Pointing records

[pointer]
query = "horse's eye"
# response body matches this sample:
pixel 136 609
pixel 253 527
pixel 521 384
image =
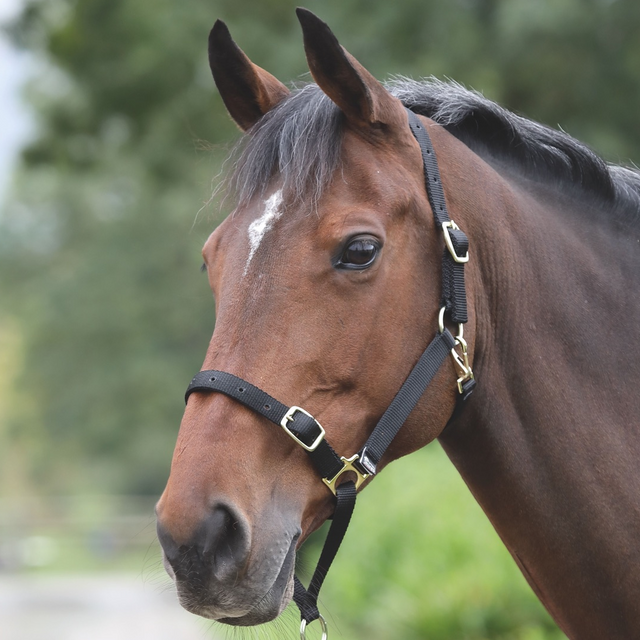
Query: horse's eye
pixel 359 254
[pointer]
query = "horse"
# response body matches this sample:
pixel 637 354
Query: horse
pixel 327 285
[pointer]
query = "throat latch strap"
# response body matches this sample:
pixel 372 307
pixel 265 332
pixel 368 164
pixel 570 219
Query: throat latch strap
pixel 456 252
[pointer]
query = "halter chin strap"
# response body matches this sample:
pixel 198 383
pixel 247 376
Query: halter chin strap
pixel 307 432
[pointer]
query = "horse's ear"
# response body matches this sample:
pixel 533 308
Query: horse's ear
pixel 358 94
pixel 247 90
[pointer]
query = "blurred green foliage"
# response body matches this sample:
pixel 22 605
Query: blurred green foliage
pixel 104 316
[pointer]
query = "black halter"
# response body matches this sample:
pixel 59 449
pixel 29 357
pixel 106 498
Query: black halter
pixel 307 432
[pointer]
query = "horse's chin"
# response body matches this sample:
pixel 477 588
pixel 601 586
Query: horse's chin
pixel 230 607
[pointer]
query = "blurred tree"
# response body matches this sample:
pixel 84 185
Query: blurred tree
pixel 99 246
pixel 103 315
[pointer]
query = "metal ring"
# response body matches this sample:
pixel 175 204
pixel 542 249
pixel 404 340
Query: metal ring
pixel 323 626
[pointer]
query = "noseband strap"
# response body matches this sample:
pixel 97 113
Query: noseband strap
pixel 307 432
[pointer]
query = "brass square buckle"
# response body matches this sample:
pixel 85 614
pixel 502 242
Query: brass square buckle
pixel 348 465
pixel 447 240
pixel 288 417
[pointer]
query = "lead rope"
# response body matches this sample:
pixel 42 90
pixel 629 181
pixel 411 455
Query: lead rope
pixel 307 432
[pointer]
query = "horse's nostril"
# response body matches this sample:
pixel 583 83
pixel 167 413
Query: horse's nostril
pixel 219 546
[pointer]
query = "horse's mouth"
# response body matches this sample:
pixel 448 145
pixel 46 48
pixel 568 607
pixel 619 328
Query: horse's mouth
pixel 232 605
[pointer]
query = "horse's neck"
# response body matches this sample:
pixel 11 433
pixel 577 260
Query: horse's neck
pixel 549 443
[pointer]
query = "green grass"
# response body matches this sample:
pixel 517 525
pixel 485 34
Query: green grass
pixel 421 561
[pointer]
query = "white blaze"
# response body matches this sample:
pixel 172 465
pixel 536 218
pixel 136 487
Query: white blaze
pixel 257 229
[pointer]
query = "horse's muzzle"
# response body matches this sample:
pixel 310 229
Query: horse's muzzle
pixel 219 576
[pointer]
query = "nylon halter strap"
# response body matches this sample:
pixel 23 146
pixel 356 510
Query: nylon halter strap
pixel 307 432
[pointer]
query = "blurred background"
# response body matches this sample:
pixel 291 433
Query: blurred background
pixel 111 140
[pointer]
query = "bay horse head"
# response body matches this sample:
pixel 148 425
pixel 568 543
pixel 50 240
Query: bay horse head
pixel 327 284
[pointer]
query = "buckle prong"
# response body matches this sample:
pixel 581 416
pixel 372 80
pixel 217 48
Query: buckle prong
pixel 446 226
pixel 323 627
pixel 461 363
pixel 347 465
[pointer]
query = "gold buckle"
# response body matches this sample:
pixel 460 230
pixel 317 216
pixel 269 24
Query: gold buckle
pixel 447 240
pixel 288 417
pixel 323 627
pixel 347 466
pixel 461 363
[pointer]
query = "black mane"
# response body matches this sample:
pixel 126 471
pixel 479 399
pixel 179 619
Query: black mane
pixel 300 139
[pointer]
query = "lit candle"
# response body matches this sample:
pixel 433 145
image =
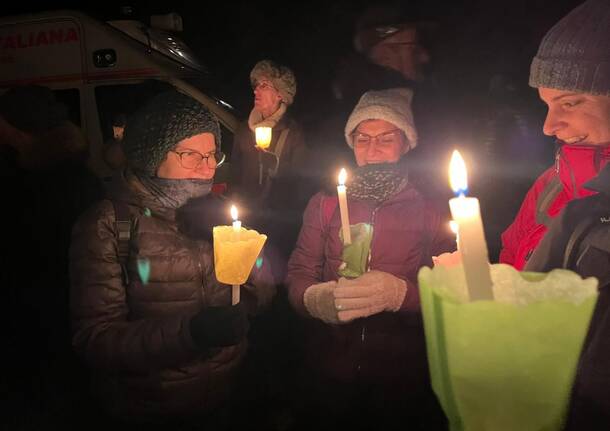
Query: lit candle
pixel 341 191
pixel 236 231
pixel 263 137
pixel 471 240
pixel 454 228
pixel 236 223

== Written problem ==
Count the lines in the items above that contain the string "green", where case counts. Give only the number.

== Worked answer ==
4